## Task brief
Pick out every line of the records that contains the word "white" and copy each one.

## Dataset entries
********************
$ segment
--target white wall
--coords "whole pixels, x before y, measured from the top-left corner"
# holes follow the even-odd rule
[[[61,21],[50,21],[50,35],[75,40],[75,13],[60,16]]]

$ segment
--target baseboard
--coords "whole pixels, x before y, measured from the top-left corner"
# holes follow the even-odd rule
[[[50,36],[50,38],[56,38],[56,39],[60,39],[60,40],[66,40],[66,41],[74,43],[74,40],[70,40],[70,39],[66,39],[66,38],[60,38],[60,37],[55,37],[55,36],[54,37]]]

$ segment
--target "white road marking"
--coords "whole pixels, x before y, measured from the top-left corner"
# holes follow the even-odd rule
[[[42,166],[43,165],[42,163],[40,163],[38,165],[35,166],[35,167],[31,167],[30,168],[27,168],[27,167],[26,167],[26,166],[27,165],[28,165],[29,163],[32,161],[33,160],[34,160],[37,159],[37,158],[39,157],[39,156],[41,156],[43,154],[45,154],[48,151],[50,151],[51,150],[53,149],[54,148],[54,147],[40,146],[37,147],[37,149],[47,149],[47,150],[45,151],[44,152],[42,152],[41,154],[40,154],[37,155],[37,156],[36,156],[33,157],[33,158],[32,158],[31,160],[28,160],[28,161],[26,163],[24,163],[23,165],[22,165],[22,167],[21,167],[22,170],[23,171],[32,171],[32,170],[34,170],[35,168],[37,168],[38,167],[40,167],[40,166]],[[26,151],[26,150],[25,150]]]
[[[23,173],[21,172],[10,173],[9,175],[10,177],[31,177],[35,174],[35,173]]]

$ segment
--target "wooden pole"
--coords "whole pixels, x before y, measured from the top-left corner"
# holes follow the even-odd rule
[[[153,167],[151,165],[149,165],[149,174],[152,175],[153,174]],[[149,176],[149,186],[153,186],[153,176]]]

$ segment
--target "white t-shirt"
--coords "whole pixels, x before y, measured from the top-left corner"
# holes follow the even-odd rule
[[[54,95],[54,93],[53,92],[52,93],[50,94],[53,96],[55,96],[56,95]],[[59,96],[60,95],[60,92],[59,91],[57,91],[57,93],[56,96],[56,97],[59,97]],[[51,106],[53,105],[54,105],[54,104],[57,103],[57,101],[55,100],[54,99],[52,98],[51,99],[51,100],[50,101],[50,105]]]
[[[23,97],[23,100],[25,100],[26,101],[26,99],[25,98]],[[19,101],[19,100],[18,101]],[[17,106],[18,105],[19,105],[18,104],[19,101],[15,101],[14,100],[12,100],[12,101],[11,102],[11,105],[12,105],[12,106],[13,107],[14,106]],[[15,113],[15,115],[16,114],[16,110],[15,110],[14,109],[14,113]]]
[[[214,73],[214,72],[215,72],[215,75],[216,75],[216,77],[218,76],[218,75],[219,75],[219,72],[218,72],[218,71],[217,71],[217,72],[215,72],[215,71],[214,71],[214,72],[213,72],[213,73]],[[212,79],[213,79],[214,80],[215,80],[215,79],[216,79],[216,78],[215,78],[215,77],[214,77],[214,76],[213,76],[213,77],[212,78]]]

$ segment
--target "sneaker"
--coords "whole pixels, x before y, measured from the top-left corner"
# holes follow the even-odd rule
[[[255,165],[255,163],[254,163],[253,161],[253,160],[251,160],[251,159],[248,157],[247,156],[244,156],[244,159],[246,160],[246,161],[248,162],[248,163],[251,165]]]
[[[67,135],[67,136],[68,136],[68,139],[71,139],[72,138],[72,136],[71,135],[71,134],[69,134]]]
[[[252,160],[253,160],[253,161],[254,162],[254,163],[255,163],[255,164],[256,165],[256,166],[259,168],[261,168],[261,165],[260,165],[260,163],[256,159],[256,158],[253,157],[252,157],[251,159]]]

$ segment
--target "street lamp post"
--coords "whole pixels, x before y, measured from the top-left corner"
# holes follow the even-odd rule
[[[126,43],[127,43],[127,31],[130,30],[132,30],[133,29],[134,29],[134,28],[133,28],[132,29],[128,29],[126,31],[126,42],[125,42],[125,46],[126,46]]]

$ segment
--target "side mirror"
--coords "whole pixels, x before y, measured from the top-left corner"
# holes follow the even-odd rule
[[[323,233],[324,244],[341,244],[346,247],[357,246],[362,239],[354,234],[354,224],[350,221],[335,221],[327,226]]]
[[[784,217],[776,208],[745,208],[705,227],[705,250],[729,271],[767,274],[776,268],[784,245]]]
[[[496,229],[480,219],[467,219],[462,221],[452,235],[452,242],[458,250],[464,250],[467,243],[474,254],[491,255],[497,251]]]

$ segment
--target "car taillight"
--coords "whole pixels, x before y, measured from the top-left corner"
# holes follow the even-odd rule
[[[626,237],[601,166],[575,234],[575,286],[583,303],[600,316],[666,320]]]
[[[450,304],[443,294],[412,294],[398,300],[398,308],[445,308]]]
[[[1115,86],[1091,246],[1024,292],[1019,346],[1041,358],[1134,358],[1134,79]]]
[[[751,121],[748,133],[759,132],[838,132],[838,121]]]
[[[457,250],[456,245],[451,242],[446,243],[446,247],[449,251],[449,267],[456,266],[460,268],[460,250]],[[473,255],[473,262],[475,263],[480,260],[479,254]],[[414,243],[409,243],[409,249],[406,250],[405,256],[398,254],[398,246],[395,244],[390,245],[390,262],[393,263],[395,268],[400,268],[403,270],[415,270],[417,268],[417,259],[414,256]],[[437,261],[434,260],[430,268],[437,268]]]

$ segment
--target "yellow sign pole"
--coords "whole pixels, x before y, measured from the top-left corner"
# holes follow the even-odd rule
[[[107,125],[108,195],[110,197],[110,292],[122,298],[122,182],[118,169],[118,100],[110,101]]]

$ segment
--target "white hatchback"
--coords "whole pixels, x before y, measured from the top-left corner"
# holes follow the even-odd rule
********************
## Result of the exercise
--target white wall
--target "white road marking"
--target "white t-shirt"
--target "white hatchback"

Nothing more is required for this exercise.